[DATA EXTRACTS — start]

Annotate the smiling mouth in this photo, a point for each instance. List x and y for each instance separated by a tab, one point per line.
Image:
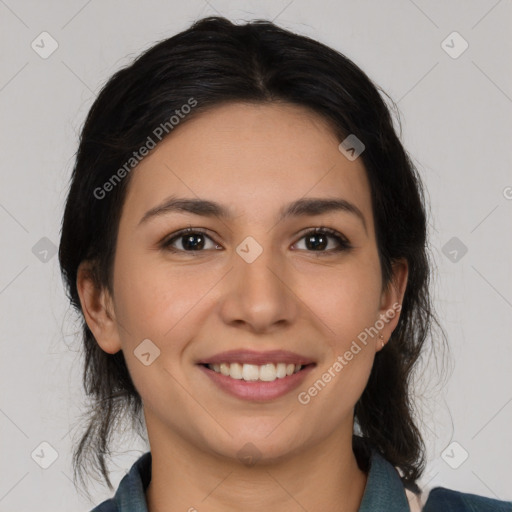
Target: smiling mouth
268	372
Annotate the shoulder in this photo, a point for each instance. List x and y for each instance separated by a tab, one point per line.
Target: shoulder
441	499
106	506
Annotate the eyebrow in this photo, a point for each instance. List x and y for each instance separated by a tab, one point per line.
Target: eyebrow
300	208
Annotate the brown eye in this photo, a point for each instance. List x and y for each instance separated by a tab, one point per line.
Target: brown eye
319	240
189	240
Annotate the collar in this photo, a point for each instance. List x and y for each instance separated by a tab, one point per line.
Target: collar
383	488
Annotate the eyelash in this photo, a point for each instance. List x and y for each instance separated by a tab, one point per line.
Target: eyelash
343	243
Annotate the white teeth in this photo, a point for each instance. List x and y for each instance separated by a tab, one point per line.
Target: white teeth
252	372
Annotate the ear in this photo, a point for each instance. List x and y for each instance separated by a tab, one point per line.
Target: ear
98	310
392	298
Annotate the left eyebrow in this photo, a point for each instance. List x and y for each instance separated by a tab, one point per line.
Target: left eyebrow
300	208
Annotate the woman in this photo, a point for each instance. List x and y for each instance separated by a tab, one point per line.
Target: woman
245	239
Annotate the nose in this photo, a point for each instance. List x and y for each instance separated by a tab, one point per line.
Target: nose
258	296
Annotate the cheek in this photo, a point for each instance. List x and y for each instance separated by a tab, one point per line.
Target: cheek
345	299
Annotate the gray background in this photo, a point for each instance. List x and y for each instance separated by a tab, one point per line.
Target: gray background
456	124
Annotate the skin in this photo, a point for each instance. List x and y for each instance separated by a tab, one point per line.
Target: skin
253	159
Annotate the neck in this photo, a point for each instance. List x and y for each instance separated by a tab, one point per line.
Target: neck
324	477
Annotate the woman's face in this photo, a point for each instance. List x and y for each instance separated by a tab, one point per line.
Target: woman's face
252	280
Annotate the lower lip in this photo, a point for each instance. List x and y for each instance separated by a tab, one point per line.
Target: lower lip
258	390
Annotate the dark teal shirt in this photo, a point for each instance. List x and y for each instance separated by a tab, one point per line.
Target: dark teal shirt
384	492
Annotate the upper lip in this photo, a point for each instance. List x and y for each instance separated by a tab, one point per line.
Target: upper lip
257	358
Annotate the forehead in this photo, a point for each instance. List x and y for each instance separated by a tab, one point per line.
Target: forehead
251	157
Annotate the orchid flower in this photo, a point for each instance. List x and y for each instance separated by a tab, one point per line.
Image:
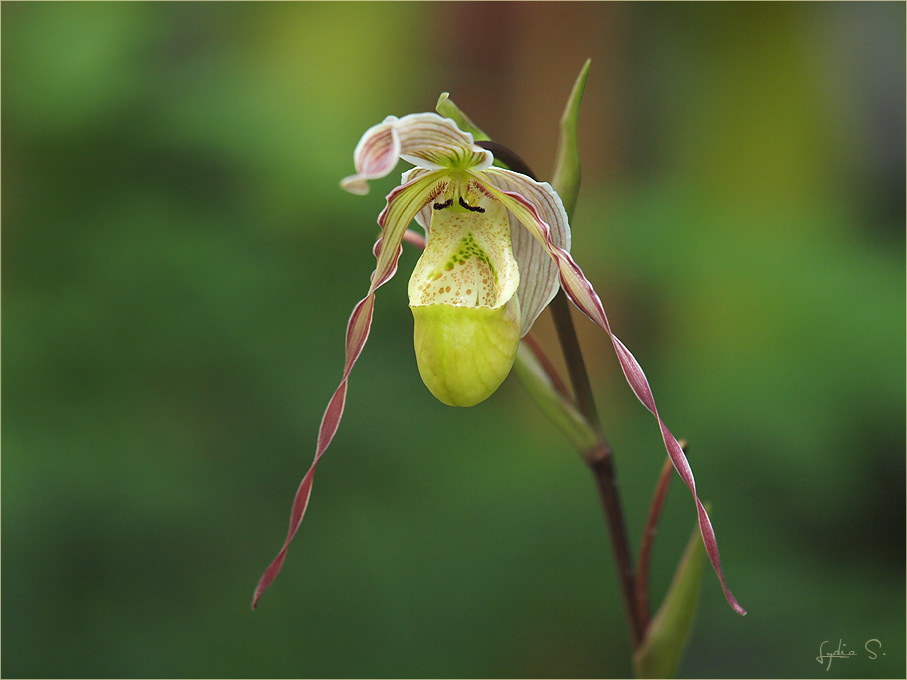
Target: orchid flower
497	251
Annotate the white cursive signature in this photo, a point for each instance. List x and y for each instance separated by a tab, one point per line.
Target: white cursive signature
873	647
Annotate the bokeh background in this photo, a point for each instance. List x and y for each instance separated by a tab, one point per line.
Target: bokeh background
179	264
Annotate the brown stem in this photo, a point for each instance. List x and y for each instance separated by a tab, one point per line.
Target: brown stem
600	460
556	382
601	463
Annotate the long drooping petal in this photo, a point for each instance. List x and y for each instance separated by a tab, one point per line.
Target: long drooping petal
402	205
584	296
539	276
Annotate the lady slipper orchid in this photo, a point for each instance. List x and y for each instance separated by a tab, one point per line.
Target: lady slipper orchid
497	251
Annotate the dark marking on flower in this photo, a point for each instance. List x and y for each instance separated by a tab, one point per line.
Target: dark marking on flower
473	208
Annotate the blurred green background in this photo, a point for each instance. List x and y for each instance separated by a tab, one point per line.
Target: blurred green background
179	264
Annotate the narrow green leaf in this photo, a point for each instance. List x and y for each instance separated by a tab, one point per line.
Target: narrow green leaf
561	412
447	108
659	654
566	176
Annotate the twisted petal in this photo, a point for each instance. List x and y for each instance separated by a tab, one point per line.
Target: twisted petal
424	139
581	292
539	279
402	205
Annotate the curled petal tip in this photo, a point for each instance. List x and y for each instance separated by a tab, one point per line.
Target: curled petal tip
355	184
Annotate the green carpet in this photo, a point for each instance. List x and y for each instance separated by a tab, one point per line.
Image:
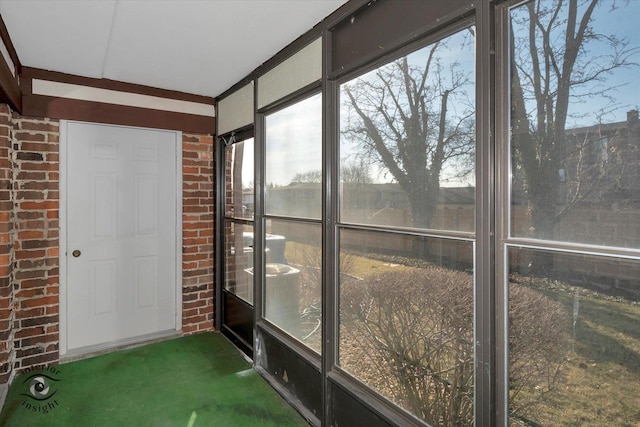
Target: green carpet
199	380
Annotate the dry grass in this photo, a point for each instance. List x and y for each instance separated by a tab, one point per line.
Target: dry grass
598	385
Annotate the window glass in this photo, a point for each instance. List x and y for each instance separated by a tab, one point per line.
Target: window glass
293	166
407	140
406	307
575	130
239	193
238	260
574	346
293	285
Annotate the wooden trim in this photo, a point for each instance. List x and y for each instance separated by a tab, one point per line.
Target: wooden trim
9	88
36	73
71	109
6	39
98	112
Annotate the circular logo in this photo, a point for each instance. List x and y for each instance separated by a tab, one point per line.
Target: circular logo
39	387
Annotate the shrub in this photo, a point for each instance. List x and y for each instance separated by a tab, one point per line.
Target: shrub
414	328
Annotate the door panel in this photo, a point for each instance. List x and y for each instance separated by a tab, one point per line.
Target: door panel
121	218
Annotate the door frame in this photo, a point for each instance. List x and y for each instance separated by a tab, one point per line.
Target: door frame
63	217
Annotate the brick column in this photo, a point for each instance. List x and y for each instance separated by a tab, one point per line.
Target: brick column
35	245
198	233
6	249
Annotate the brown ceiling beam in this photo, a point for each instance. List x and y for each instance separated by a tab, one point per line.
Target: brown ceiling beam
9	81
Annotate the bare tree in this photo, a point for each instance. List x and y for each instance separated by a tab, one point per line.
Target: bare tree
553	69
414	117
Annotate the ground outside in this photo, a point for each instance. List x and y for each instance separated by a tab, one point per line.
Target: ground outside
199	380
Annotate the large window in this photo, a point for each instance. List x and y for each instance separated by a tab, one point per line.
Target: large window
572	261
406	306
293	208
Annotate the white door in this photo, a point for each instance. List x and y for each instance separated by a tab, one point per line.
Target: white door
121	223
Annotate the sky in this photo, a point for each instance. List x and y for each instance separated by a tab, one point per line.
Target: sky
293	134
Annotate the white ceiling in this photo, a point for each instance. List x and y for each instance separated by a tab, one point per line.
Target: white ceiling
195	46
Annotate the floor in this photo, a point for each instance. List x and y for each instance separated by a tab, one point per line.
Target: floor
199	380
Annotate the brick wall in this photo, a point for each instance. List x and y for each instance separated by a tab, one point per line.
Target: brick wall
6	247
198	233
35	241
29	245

[DATA EXTRACTS — finish]

Set down each entry above exactly as it appears. Omit the pictures.

Annotate the smiling mouth in this photo, a point for each instance. List x and y for each instance separated by a tab, one point per line.
Image:
Target: smiling mouth
268	372
Annotate the shoulder in this photo, a point for each instance. List x and y for each instance separated by a tab, one point per line.
Target: shoulder
441	499
106	506
Annotate the eyebrow in this photo, a point for each instance. List x and y for each instance separated by a tab, one point per line.
Target: eyebrow
300	208
Annotate the brown eye in this photo, a point for each instance. List x and y for each instance separated by a tab, one point per line.
Target: brown eye
319	240
189	240
Annotate the collar in this photo, a point for each instance. List x and y for each instance separated by a tab, one point per line.
Target: collar
383	488
Annotate the eyelash in this photo, a point for each instance. List x and y for each instance separated by a tab, one point per line.
Target: eyelash
343	243
Annotate the white teeth in this photo, a point for each instance. List x and y for each instance separated by a tab, one point per line.
Target: white teeth
252	372
Annotate the ear in this photo, a point for each instance. List x and y for each instance separated by a tab, one point per line.
Target: ear
98	310
392	298
Annotate the left eyebrow in this photo, a point for each instance. List x and y for each instance separated by a tab, one point per line.
Target: left eyebrow
300	208
Annotate the woman in this photo, a point for each instance. List x and y for each instance separated by a tab, one point per line.
Target: woman
245	239
Annotate the nose in this photo, a point for each instance. List x and y for each instance separated by a tab, one point per line.
Target: nose
258	296
Annotate the cheek in this photo, a point for each instance. List x and y for each instance separated by a tab, one point per line.
Target: cheek
345	299
Annotate the gray background in this photo, a point for each instance. List x and y for each instance separated by a tab, one point per line.
Target: gray background
456	124
Annotate the skin in this photo, a point for each instance. List x and y for each instance separated by a tab, one point per line.
Target: skin
253	159
Annotate the neck in this photo, a point for each instance. List x and y for each instance separated by a tab, one point per line.
Target: neck
324	477
Annotate the woman's face in this photo, a point for each instance. List x and y for each instance separated by a tab, one point per line.
Target: woman's face
252	280
Annotate the lower lip in this photo, a point for each instance. List x and y for each instance separated by a tab, one point per line.
Target: lower lip
258	390
Annotate the dark teal shirt in this photo, a point for each instance. List x and y for each instance separated by a tab, one point per line.
Target: dark teal shirt
384	492
Annotate the upper lip in this photo, a point for each instance. List x and y for each instance separated by a tab, one point per line.
Target: upper lip
257	358
Annotate the forehead in this photo, a point for each instance. List x and y for each instance separated by a tab, one point per line.
Target: forehead
251	157
Annotate the orchid flower in this photo, a point for each instance. List x and y for each instance separated by a tab, one point per line.
Image:
Target: orchid flower
497	251
Annotate the white cursive signature in this photo, a point for each instance. List x and y for each instance separated by a tab, one point per line.
Target: white cursive signature
873	647
Annotate the bokeh background in this photo, a point for each instance. List x and y for each instance separated by a tab, one point per line.
Target: bokeh background
179	264
Annotate the brown stem in this photo, a point for each instance. List x and y for each instance separated by a tab, one point per line.
Target: brown stem
600	460
556	382
601	463
Annotate the long drooping petal in this photo, a point for each instance. List x and y for each instance separated by a tab, one point per line.
Target: long drooping petal
402	205
584	296
539	276
Annotate the lady slipper orchid in this photo, a point for each instance. List x and y for each instance separated by a tab, one point per line.
Target: lady slipper orchid
497	251
Annotate the dark marking on flower in this photo, a point for each instance. List x and y for each instance separated by a tab, one point per line.
Target: dark marking on flower
473	208
Annotate the blurred green background in this photo, a point for each instance. List x and y for each instance separated by a tab, one point per line.
Target: blurred green background
179	264
Annotate the narrow green leaf in this photo, a point for each instance. List x and y for each instance separated by a tab, one point per line.
Target: narrow green leaf
561	412
447	108
659	654
566	176
Annotate the twisted petal in this photo, a point for each instance. List x and y for each instance separated by a tab, one point per line.
Target: twisted petal
424	139
581	292
539	279
402	205
Annotate the curled petal tip in this photo, a point for each instance. List x and y for each instance separated by a tab, one point per line.
Target: curled petal tip
355	184
Annotate the green carpet in this photo, a point for each instance. List x and y for each instance separated by a tab, one point per line.
Image:
Target: green carpet
199	380
Annotate the dry grass in this photo, a point for each instance. List x and y for each instance separated by a tab, one point per line.
Target: dry grass
598	385
Annotate the window glass in this photo, a point for each instance. List x and y for each instance separated by a tab, one point per line.
Target: window glass
293	166
407	140
406	307
575	130
239	193
238	260
574	346
293	285
Annotate the wooden trim in this photo, a point for each instance. List x and y for each instance separated by a tab, one point per line.
Target: wooden trim
9	88
36	73
71	109
6	39
98	112
Annotate the circular logo in this photo, a point for each instance. List x and y for each instance separated by a tab, one point per line.
Target: circular logo
39	387
Annotate the shrub in this photo, a point for each instance. List x and y for each instance separated by a tab, one point per line.
Target: shrub
414	328
Annotate the door panel in this photo, a point for each instance. List x and y for each instance separated by a tab, one point per line.
Target: door panel
121	218
Annotate the door frame in this photo, a point for each instance. List x and y for each instance separated by a tab, one point per line.
Target: door frame
63	217
Annotate the brick column in this photo, a point for each instance. List x and y for each instance separated by a tab, one point per line.
Target: brick column
35	245
198	233
6	249
Annotate the brown ceiling beam in this photo, a point for each instance. List x and y for each instance separated by a tab, one point per line.
Target: brown ceiling beam
9	81
Annotate the bare tree in this photo, a point for each instance. List x and y for each instance separated by a tab, one point per line.
Target: bare tree
553	69
414	117
Annotate the ground outside in this photo, a point for each instance. List x and y for each instance separated by a tab, one point per line.
Target: ground outside
199	380
Annotate the large window in this photo, a point for each instance. List x and y for each instance separated by a tab, one point per line.
Target: large window
572	261
406	306
293	208
Annotate the white door in this photo, a point for each instance. List x and y for each instance separated by a tab, one point per line.
Target: white door
121	223
Annotate the sky in this photo, a point for each instance. List x and y for each instance separated by a tab, one point per line.
Target: sky
293	134
Annotate the white ceiling in this photo, a point for each instance. List x and y for each instance separated by a tab, one point per line.
Target: white ceiling
195	46
Annotate the floor in this photo, a point for each instance. List x and y for each instance separated by a tab, one point per line.
Target: floor
199	380
Annotate the brick wall in this photo, a point for each instance. List x and y for each instance separated by a tab, one point per line.
Target: brick wall
6	247
198	233
35	241
29	245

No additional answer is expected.